**Conjunto de tarefas**
**a.** Segundo o trecho sobre Eloá Rodrigues, em que anos ela venceu a competição estadual no Rio?
**b.** Escreva a continuação do trecho sobre Eloá Rodrigues a partir da última frase dele.

═══ Trecho fornecido ═══

Eloá Rodrigues disse não ter entrado em contato com a maioria dos comentários por não ter tido tempo de responder as mensagens que recebeu nas redes sociais. Para ela, nesse momento de alegria, ela prefere curtir a visibilidade para mostrar o quão necessário ainda é debater as pautas que ela defende. Mas a equipe de produção da Miss ficou atenta às redes e está cuidando para tomar as medidas judiciais cabíveis.

Comentários de cunho racista nas redes sociais têm sido frequentes em concursos de beleza. Em 2017, a piauiense Monalysa Alcântara foi escolhida Miss Brasil daquele ano e foi duramente atacada no Twitter, onde pessoas que acompanhavam o concurso alegaram que ela ganhou apenas por ter cabelo crespo ou por entrar no concurso por cotas. Monalysa foi a terceira mulher negra eleita Miss Brasil desde a primeira edição do concurso, em 1954.

Tanto no caso de Eloá quanto no de Monalysa, os comentários podem ser enquadrados como injúria racial, de acordo com o Código Penal Brasileiro. A lei diz que ofender a dignidade de outra pessoa devido a sua raça, cor, etnia, religião, origem ou condição de pessoa idosa ou portadora de deficiência é  crime com pena de reclusão de um a três anos. 

A população preta é a maior vítima de homicídios do país. No ano de 2017, mais de 70% das pessoas assassinadas no Brasil eram pretas ou pardas, segundo o Atlas da Violência, estudo produzido por pesquisadores do Fórum Brasileiro de Segurança Pública. Enquanto a taxa de homicídios para brancos diminui, a mesma taxa sobe constantemente para a população preta. 

Sobre Eloá Rodrigues

Legenda: Faixa e coroa da Miss Eloá – Reprodução das redes sociais

Cria do bairro de Jardim Catarina, em São Gonçalo, Eloá foi campeã duas vezes consecutivas da competição estadual no Rio, nos anos de 2019 e 2020. Antes de ser miss, ela é uma mulher transgênero, ativista pelos direitos da população preta e LGBTQI+ e presidenta do Conselho LGBTQI+ de Niterói.

═══ Material fornecido ═══

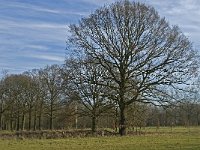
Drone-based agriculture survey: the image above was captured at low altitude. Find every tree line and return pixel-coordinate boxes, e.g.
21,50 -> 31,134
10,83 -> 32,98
0,0 -> 199,135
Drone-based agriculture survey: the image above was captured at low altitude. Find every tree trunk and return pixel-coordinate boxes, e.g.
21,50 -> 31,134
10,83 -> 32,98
0,110 -> 3,130
92,115 -> 96,133
17,108 -> 20,131
38,114 -> 42,130
33,109 -> 37,131
119,104 -> 126,136
28,108 -> 32,130
21,113 -> 25,130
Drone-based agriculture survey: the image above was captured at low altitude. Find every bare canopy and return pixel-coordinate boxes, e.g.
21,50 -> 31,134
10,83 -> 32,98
68,0 -> 196,135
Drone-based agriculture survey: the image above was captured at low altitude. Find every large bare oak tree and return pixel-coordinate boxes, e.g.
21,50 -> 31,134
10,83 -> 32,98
68,0 -> 196,135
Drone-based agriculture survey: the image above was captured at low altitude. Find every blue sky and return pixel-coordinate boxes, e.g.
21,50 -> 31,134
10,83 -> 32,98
0,0 -> 200,76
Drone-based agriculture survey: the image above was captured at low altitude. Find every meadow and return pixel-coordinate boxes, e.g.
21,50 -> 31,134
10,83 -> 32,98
0,127 -> 200,150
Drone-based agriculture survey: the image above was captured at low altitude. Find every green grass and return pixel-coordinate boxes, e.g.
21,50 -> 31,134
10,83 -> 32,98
0,127 -> 200,150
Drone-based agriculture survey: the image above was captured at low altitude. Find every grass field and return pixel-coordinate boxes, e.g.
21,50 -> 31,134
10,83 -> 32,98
0,127 -> 200,150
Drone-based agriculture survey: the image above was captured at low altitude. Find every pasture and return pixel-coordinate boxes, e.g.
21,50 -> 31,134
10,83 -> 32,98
0,127 -> 200,150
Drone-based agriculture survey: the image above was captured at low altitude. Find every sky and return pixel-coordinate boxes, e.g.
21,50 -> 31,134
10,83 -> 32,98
0,0 -> 200,76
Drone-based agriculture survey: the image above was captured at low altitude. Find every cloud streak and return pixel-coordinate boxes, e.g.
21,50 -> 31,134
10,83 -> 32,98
0,0 -> 200,76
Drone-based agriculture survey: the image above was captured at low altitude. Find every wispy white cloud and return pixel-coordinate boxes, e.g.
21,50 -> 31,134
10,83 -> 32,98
0,0 -> 200,76
30,54 -> 65,62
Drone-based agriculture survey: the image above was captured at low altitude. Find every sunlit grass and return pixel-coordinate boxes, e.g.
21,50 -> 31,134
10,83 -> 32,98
0,127 -> 200,150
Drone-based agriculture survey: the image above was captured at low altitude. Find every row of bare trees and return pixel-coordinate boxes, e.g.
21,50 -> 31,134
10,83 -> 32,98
0,62 -> 200,132
0,0 -> 199,135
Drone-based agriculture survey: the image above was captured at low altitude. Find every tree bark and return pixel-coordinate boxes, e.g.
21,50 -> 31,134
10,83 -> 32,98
119,104 -> 126,136
28,108 -> 32,130
92,116 -> 96,133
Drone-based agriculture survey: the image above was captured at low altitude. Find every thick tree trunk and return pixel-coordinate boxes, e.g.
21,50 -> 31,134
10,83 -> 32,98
28,108 -> 32,130
119,104 -> 126,136
21,113 -> 25,130
17,111 -> 20,131
33,109 -> 37,131
92,116 -> 96,133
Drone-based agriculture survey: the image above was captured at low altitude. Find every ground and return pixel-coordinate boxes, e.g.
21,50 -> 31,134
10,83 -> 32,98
0,127 -> 200,150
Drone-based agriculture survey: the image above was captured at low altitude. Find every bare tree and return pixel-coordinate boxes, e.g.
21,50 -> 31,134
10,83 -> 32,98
66,59 -> 113,133
39,65 -> 62,130
68,0 -> 196,135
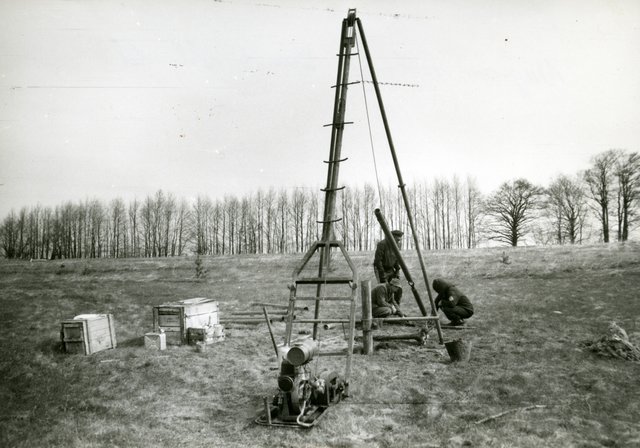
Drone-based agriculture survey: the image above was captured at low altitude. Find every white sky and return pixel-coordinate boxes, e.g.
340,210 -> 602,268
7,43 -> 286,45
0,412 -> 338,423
0,0 -> 640,218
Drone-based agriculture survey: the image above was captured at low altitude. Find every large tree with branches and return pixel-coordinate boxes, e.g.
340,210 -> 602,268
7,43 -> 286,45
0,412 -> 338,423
485,179 -> 543,247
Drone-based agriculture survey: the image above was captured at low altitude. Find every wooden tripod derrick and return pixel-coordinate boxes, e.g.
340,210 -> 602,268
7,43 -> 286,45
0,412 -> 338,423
284,9 -> 358,395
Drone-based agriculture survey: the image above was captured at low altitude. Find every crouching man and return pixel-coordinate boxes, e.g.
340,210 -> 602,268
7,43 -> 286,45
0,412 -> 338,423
433,278 -> 473,326
371,278 -> 406,317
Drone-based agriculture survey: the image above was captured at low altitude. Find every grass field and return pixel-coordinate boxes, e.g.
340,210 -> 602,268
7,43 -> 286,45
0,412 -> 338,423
0,243 -> 640,447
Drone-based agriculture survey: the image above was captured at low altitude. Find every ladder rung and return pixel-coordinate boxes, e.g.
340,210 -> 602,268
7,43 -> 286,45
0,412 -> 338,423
320,186 -> 346,192
296,277 -> 353,285
331,81 -> 360,89
316,218 -> 342,224
323,157 -> 349,163
294,319 -> 349,324
316,240 -> 342,247
322,121 -> 353,128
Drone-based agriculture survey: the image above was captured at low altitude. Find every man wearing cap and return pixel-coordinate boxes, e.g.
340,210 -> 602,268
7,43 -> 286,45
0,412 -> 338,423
371,278 -> 405,317
373,230 -> 404,283
433,278 -> 473,326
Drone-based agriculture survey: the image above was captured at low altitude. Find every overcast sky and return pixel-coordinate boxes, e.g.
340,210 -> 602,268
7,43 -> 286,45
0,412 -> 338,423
0,0 -> 640,218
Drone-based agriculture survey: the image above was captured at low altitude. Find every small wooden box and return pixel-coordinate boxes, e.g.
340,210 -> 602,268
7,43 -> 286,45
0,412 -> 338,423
187,324 -> 225,345
153,297 -> 218,345
60,314 -> 117,355
144,333 -> 167,350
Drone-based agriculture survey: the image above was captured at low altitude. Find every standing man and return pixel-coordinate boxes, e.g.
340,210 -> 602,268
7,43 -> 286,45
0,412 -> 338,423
371,278 -> 405,317
373,230 -> 404,283
433,278 -> 473,326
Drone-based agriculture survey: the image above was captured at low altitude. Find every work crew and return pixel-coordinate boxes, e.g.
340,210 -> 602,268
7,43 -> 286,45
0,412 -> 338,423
433,278 -> 473,326
371,278 -> 406,317
373,230 -> 404,283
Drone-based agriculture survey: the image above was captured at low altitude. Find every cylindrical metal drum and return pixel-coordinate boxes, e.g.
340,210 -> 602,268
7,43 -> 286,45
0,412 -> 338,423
286,339 -> 318,366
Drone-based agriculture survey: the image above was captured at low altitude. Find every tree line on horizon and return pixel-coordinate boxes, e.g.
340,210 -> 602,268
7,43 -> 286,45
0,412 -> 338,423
0,149 -> 640,259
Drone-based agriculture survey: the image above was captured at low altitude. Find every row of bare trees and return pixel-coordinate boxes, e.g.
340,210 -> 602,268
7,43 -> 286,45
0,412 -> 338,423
0,150 -> 640,259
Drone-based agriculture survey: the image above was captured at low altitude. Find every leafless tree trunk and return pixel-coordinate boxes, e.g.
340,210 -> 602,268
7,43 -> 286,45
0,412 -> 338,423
584,150 -> 617,243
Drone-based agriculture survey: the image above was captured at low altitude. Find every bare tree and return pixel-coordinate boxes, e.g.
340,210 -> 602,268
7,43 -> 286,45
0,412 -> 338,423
464,177 -> 483,249
546,175 -> 587,244
615,150 -> 640,241
486,179 -> 542,247
583,150 -> 617,243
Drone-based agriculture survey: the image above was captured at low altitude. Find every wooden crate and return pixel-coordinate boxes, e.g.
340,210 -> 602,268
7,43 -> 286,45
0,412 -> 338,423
60,314 -> 117,355
187,324 -> 225,345
153,297 -> 218,345
144,333 -> 167,350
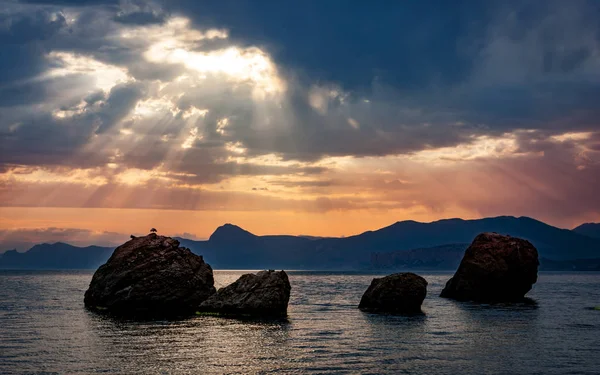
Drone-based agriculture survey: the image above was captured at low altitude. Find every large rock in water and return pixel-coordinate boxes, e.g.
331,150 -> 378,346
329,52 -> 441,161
198,271 -> 292,317
84,233 -> 216,316
441,233 -> 539,302
358,272 -> 427,314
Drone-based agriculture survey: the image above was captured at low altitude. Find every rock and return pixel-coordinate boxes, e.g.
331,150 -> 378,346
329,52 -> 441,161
198,270 -> 292,317
441,233 -> 539,302
358,272 -> 427,314
84,233 -> 216,316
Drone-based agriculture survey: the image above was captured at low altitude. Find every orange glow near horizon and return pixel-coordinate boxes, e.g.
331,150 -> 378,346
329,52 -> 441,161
0,207 -> 482,238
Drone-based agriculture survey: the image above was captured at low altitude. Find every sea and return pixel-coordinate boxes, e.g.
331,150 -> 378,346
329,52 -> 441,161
0,271 -> 600,375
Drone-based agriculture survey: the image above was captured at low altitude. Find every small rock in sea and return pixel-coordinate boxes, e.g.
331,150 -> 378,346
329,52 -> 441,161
358,272 -> 427,314
198,270 -> 291,317
84,233 -> 216,317
441,233 -> 539,302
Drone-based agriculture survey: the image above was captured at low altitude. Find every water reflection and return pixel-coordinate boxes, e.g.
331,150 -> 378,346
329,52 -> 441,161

═══

**Respostas dos exercícios**
**a.** Em 2019 e 2020.

**b.**
Ingressou na Universidade Federal Fluminense para cursar Ciências Sociais, em 2017, através do Prepara Nem – um pré-vestibular social para pessoas trans, travestis, em situação de vulnerabilidade social e preconceito de gênero. “O Prepara Nem foi o primeiro grande divisor de águas na minha vida, tendo em vista que lá a gente não se prepara só para entrar na universidade, mas também para a militância, para a vida, para a vida em comunidade. Em especial, em comunidades trans, travestis e LGBTI”, observou. 

A próxima parada da Miss Beleza Trans Brasil 2020 será no continente asiático. Eloá irá representar o país no Miss Internacional Queen, que acontecerá na Tailândia. “Ser uma mulher preta e ter a possibilidade de ir para a Tailândia representar o meu país é de suma importância, tendo em vista que um dos meus maiores sonhos é ter a minha voz ouvida e a minha militância reconhecida”, comentou Eloá.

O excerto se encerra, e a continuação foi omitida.